Work instructions
Only the last stretch of the records is wanted: restate word for word the line with "Please drop a marker on the court line" and every line after it.

Record extracts

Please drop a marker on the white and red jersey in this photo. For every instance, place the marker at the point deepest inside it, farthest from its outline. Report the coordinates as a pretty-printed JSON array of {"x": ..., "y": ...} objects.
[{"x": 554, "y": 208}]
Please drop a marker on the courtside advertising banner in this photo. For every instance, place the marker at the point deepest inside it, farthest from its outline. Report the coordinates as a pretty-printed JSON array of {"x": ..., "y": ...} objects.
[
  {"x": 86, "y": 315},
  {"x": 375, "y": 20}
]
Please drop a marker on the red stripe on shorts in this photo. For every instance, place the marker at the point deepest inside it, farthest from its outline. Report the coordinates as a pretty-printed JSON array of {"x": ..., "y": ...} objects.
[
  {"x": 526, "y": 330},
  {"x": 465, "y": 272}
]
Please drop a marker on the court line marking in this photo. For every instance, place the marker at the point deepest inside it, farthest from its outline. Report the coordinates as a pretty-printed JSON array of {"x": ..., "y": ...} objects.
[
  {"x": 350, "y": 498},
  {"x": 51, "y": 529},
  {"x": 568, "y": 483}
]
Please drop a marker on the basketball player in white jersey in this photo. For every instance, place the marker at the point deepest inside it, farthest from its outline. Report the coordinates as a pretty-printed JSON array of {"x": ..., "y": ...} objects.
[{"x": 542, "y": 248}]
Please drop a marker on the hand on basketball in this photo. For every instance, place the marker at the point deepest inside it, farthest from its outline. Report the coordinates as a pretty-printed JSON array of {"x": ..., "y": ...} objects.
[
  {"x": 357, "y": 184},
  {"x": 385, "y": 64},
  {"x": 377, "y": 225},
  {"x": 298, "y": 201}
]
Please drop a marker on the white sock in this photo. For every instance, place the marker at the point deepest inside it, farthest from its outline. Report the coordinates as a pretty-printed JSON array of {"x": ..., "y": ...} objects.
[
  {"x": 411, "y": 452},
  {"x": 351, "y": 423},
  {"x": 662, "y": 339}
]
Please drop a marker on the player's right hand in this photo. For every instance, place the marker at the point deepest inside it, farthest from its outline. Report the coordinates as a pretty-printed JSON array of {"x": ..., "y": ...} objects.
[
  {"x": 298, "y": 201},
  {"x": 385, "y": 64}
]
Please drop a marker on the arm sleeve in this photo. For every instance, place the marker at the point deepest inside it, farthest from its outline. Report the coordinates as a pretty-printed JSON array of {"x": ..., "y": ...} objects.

Answer to this exercise
Please drop a marker on the court line marking in this photo. For every instance, place the marker at the point deepest inside it, farthest from its outline. Report the coordinates as a pretty-printed JSON array of {"x": ..., "y": ...} objects.
[
  {"x": 350, "y": 498},
  {"x": 51, "y": 529},
  {"x": 568, "y": 483}
]
Please drop a marker on the basketball player in white jersey in this photo. For every instance, place the marker at the point deepest inside it, farthest from its outline. Report the coordinates as a pretty-printed JSON array of {"x": ..., "y": ...} objects.
[{"x": 542, "y": 248}]
Please drop a marker on the hand on basketball in this photo. For every instance, place the marker at the point deepest inside it, farthest from its outline. Report the coordinates as a pretty-printed JSON array of {"x": ..., "y": ...} objects.
[
  {"x": 357, "y": 184},
  {"x": 385, "y": 64},
  {"x": 377, "y": 225},
  {"x": 298, "y": 201}
]
Please drop a marker on the white sock in this photo. For every instance, place the marker at the point deepest inside it, farthest from its outline. Report the coordinates as a pretty-printed JSON array of {"x": ..., "y": ...} objects.
[
  {"x": 411, "y": 452},
  {"x": 351, "y": 423},
  {"x": 662, "y": 339}
]
Please drop a marker on the player's right hand in this photo. For every instance, place the marker at the point deepest inside it, farthest from its outline. Report the coordinates as a pretty-printed JSON array of {"x": ..., "y": ...} objects.
[
  {"x": 298, "y": 201},
  {"x": 385, "y": 64}
]
Please drop a marker on the arm sleeve in this photo. For every instance, place the marker at the point deepest inside it, farthest from its outline. Report the coordinates as a pretty-printed JSON array of {"x": ..., "y": ...} objects.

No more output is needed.